→ **Your task**
Please print each entry below exactly as it stands, but without any pictures.

=== Section Start ===

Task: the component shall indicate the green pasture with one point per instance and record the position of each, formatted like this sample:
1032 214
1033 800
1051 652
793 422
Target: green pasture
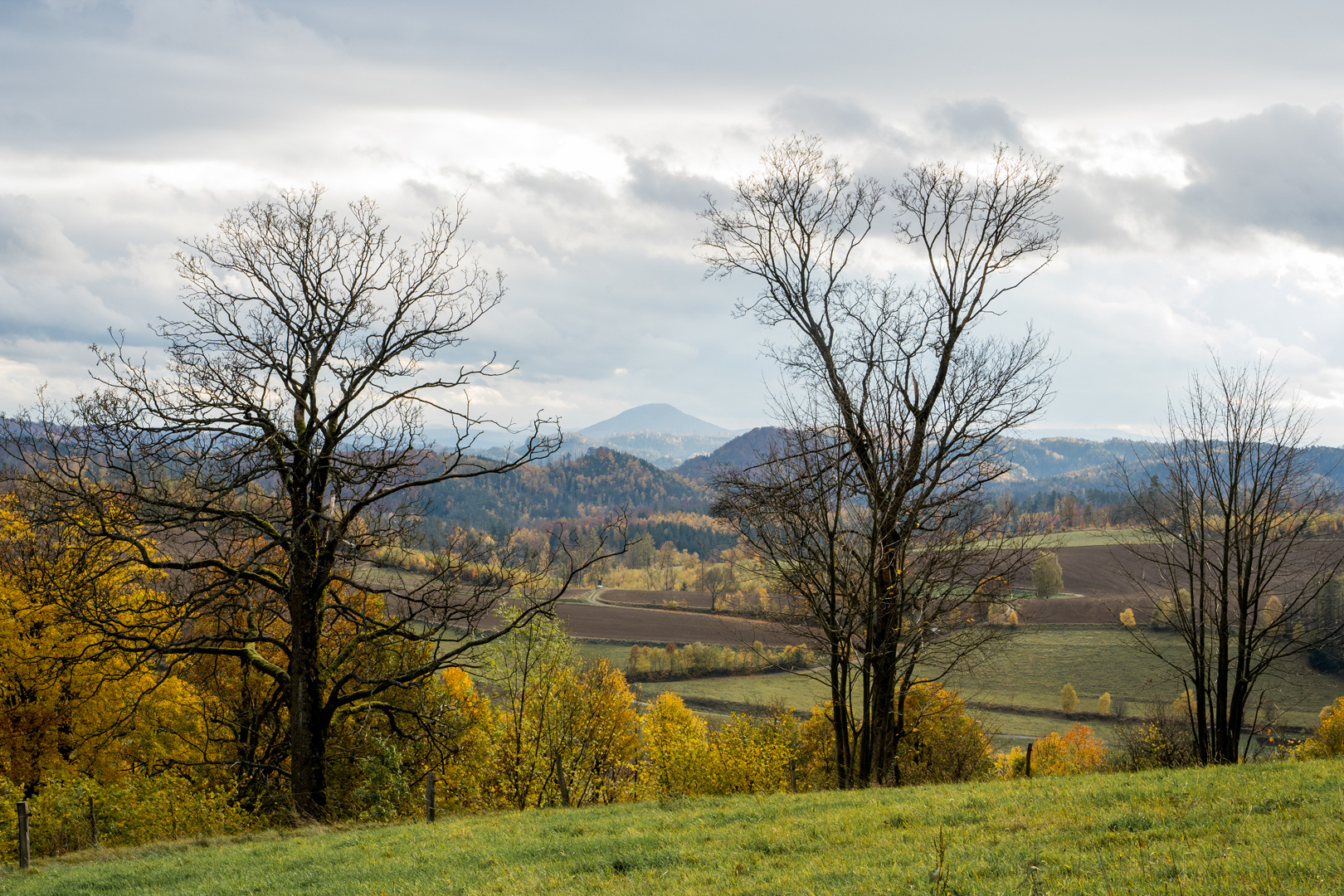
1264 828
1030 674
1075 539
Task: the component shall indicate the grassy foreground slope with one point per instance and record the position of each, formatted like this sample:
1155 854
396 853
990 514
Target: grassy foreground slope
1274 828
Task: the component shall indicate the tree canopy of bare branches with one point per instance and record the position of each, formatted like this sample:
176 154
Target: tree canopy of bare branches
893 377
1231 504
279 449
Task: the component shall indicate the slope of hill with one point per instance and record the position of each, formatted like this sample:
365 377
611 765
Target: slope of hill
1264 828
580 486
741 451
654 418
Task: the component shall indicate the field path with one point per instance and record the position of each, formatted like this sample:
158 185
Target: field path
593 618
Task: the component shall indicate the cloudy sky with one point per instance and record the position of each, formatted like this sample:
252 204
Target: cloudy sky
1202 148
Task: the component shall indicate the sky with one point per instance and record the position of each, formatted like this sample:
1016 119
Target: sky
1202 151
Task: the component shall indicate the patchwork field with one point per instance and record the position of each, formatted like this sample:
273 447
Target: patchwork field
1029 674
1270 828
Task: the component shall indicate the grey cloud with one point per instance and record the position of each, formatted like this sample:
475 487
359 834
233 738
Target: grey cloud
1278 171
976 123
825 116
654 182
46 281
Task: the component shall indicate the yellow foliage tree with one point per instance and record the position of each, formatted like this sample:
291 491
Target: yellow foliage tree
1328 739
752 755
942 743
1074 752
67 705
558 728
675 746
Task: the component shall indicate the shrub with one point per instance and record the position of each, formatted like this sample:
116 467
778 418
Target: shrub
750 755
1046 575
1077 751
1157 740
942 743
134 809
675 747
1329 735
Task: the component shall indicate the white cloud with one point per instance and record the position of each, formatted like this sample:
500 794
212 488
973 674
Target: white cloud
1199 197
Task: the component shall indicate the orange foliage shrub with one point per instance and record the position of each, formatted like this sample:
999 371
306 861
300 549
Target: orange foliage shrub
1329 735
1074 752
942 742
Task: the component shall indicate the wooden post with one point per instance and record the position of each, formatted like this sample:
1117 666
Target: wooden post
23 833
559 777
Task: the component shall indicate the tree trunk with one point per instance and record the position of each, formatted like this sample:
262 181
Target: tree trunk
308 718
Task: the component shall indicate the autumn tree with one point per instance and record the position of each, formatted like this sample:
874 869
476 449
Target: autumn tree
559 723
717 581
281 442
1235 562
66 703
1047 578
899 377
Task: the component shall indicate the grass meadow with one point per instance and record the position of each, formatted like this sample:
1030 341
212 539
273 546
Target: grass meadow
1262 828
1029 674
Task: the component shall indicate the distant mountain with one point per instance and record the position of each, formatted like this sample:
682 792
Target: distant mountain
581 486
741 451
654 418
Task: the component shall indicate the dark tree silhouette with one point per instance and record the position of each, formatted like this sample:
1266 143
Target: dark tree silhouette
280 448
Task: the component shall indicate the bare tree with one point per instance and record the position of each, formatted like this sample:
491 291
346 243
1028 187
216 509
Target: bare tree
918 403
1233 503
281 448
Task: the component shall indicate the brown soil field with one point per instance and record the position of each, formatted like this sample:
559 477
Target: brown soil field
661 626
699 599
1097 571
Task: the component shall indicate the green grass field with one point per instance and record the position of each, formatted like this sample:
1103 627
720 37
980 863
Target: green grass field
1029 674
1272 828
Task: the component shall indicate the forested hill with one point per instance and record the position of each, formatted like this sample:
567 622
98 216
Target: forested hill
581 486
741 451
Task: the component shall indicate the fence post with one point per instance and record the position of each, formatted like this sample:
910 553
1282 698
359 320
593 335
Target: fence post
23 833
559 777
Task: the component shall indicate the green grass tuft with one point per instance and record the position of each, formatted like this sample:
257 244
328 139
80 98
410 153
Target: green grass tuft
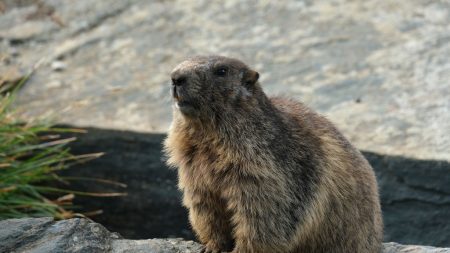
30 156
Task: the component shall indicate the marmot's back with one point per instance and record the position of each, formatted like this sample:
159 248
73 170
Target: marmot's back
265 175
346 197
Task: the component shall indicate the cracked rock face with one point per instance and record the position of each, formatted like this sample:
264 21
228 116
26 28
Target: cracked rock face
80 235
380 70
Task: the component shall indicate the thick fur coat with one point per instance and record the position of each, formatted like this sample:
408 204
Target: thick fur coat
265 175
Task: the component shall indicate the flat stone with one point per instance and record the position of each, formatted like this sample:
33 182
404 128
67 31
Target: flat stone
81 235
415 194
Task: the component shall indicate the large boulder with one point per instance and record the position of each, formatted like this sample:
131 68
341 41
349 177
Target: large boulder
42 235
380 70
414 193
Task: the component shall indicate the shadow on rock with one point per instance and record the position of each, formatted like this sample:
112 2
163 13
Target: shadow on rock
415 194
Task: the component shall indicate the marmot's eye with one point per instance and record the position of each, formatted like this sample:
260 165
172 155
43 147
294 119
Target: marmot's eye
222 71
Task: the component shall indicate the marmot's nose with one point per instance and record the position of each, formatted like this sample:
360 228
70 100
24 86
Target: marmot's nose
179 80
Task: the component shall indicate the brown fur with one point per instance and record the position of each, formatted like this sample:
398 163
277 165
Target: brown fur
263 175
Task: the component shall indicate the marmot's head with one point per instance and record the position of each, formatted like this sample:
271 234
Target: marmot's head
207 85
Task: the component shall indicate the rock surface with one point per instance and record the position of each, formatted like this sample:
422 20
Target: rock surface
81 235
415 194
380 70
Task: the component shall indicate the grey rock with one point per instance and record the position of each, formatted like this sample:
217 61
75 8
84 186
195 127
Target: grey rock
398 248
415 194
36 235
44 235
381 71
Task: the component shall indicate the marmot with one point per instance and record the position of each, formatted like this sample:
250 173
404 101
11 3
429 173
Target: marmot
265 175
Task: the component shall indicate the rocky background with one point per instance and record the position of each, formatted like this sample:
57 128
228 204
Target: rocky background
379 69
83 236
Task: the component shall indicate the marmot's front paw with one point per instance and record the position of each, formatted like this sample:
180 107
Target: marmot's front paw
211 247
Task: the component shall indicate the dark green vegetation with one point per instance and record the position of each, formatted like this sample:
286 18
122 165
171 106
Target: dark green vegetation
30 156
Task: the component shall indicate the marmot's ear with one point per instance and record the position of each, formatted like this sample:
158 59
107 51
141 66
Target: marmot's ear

=== Section End ===

→ **Your solution**
Task: the component shall indicate the green pasture with one point per instance and record the position of each, formatted like this sample:
1032 214
1033 800
1051 652
793 422
Target: green pasture
1264 828
1030 674
1075 539
Task: the component shall indicate the grassy foreground slope with one point per instance and record the position of each, formatted like this sample:
1155 854
396 853
990 514
Target: grassy foreground slope
1274 828
Task: the component shall indicate the tree canopy of bare branches with one point per instance and record the position of each, formatted like this sample:
176 154
Target: tree canopy of bare branches
893 377
1231 504
279 449
Task: the component shall indicate the slope of hill with one point per instance and record the position of each, formatted like this sample:
365 377
611 765
Target: slope of hill
1264 828
580 486
741 451
654 418
Task: the component shall indicate the field path with one point per instance and record the position of each, formatted like this sample:
158 185
Target: field path
593 618
Task: the component shall indicate the cloudy sky with one point per instance and record the position of each, formatted like this sample:
252 204
Target: cloudy sky
1202 148
Task: the component shall indicate the sky with one point per instance and record the position of each, formatted like this sample:
1016 119
Target: sky
1202 151
Task: the component shall indicate the patchwork field with one point per instance and record the position of each, formatted like this sample:
273 447
Target: patchwork field
1029 674
1270 828
Task: the component shall indicate the grey cloud with one point per instance and record the position of each, formatted like this sample:
475 487
359 834
233 738
Target: grey cloud
1278 171
976 123
825 116
654 182
46 281
Task: the component shall indicate the yellow foliage tree with one point per instance and record the position of each, formatted like this sample:
291 491
Target: yellow foliage tree
1328 739
752 755
942 743
1074 752
67 705
558 728
675 746
Task: the component shall indicate the shrub with one point per instance and record the position of each, formatted like this sample:
116 467
778 418
Target: shrub
750 755
1046 575
1077 751
1157 740
942 743
134 809
675 747
1329 735
Task: the component shall indicate the white cloud with one point per instance and record the position of each, formatted like this sample:
500 794
212 488
973 674
Target: white cloud
1199 197
Task: the component shall indicate the orange foliage shrub with one point per instance and record the position of each, formatted like this sample:
999 371
306 861
300 549
Target: orange foliage shrub
1329 735
1074 752
942 742
Task: the component shall indicate the wooden post with one point per instance and record the position of each, formatted like this sample:
1117 666
Target: wooden post
23 833
559 777
Task: the component shall indicate the tree trunk with one point per instance and record the position of each, formatted like this sample:
262 181
Target: tree trunk
308 718
Task: the component shall indicate the autumn tree with one point per instance and record the position of each, formatted like this sample:
874 869
476 449
Target: autumn tree
559 723
717 581
281 442
1235 562
66 703
1047 578
899 377
Task: the component shall indicate the grass meadow with one point per instance and record the position of each, formatted like this sample:
1030 341
212 539
273 546
Target: grass meadow
1262 828
1029 674
Task: the component shall indicate the distant mountain with one point per instance and record the position of each, formatted like this sample:
682 792
Target: distant mountain
581 486
741 451
654 418
Task: the component shall indicate the dark tree silhouette with one point per instance and record the position of each, formatted like this sample:
1266 143
Target: dark tree silhouette
280 448
Task: the component shall indicate the bare tree with one point per instance and record the position of each, formatted like this sample:
491 291
346 243
1028 187
216 509
Target: bare tree
918 403
1233 503
281 448
Task: the component shall indicate the brown soil field with one point per instance and record the position of each, formatted like this sample:
559 477
Target: brown soil field
661 626
699 599
1097 571
Task: the component shall indicate the green grass field with one point per instance and record the position of each, formatted like this sample:
1103 627
720 37
980 863
Target: green grass field
1029 674
1272 828
Task: the component shall indicate the forested hill with one point per instance and record the position of each, formatted like this sample:
567 622
98 216
Target: forested hill
581 486
741 451
Task: the component shall indicate the fence post with one point per instance and record the position of each, formatted like this sample:
910 553
1282 698
359 320
593 335
Target: fence post
23 833
559 777
Task: the component shall indicate the green grass tuft with one point per instance and record the position of each, formatted like this sample:
257 244
328 139
80 98
410 153
Target: green grass tuft
30 156
Task: the component shall indicate the marmot's back with one point per instance and record the position of each, formatted like this sample:
159 248
73 170
Target: marmot's back
265 175
346 197
Task: the component shall indicate the cracked rock face with one point per instance and record the position of each, formatted like this sample:
264 21
228 116
26 28
Target: cracked rock face
80 235
380 70
Task: the component shall indicate the thick fur coat with one point per instance and record the position of each, formatted like this sample:
408 204
Target: thick fur coat
265 175
Task: the component shall indicate the flat stone with one point per instance and record the position of each, formatted like this sample:
33 182
404 128
67 31
Target: flat stone
81 235
415 194
Task: the component shall indicate the large boulder with one point per instance and record the position of each, formatted like this sample:
131 68
341 41
349 177
Target: large boulder
42 235
380 70
414 193
Task: the component shall indicate the shadow on rock with one point per instance and record the position of each, formatted like this sample:
112 2
163 13
Target: shadow on rock
415 194
Task: the component shall indicate the marmot's eye with one point per instance and record the position of each, formatted like this sample:
260 165
172 155
43 147
294 119
Target: marmot's eye
222 71
Task: the component shall indicate the marmot's nose with one point per instance and record the position of each, formatted like this sample:
360 228
70 100
24 86
Target: marmot's nose
179 80
Task: the component shall indicate the brown fur with one point per instance and record the position of each, formatted like this sample:
398 163
277 165
Target: brown fur
263 175
Task: the component shall indicate the marmot's head with one point per instance and record the position of each, formatted like this sample:
271 234
Target: marmot's head
207 85
Task: the component shall indicate the rock surface with one point per instance and record the position of each, formatted like this sample:
422 20
Target: rock surface
81 235
415 194
380 70
Task: the component shall indicate the grey rock with one point per instance and record the position of each, formatted like this sample:
217 61
75 8
84 186
195 127
Target: grey rock
398 248
415 194
36 235
44 235
381 71
Task: the component shall indicate the marmot with one point per instance and record the position of each, formatted like this sample:
250 173
404 101
11 3
429 173
Target: marmot
265 175
Task: the component shall indicate the rocky background with one point per instance and record the position of each, formatted like this sample:
57 128
228 204
Target: rocky background
379 69
83 236
Task: the component shall indicate the marmot's front paw with one point per instance and record the position of each, formatted like this sample:
180 107
Target: marmot's front paw
211 247
Task: the component shall indicate the dark green vegetation with one point per instance and record the position of each, formatted like this sample:
286 18
122 165
171 106
Target: dark green vegetation
30 156
Task: the component shall indicate the marmot's ear with one point per instance and record the position of each, formatted like this sample:
158 59
107 51
141 66
Target: marmot's ear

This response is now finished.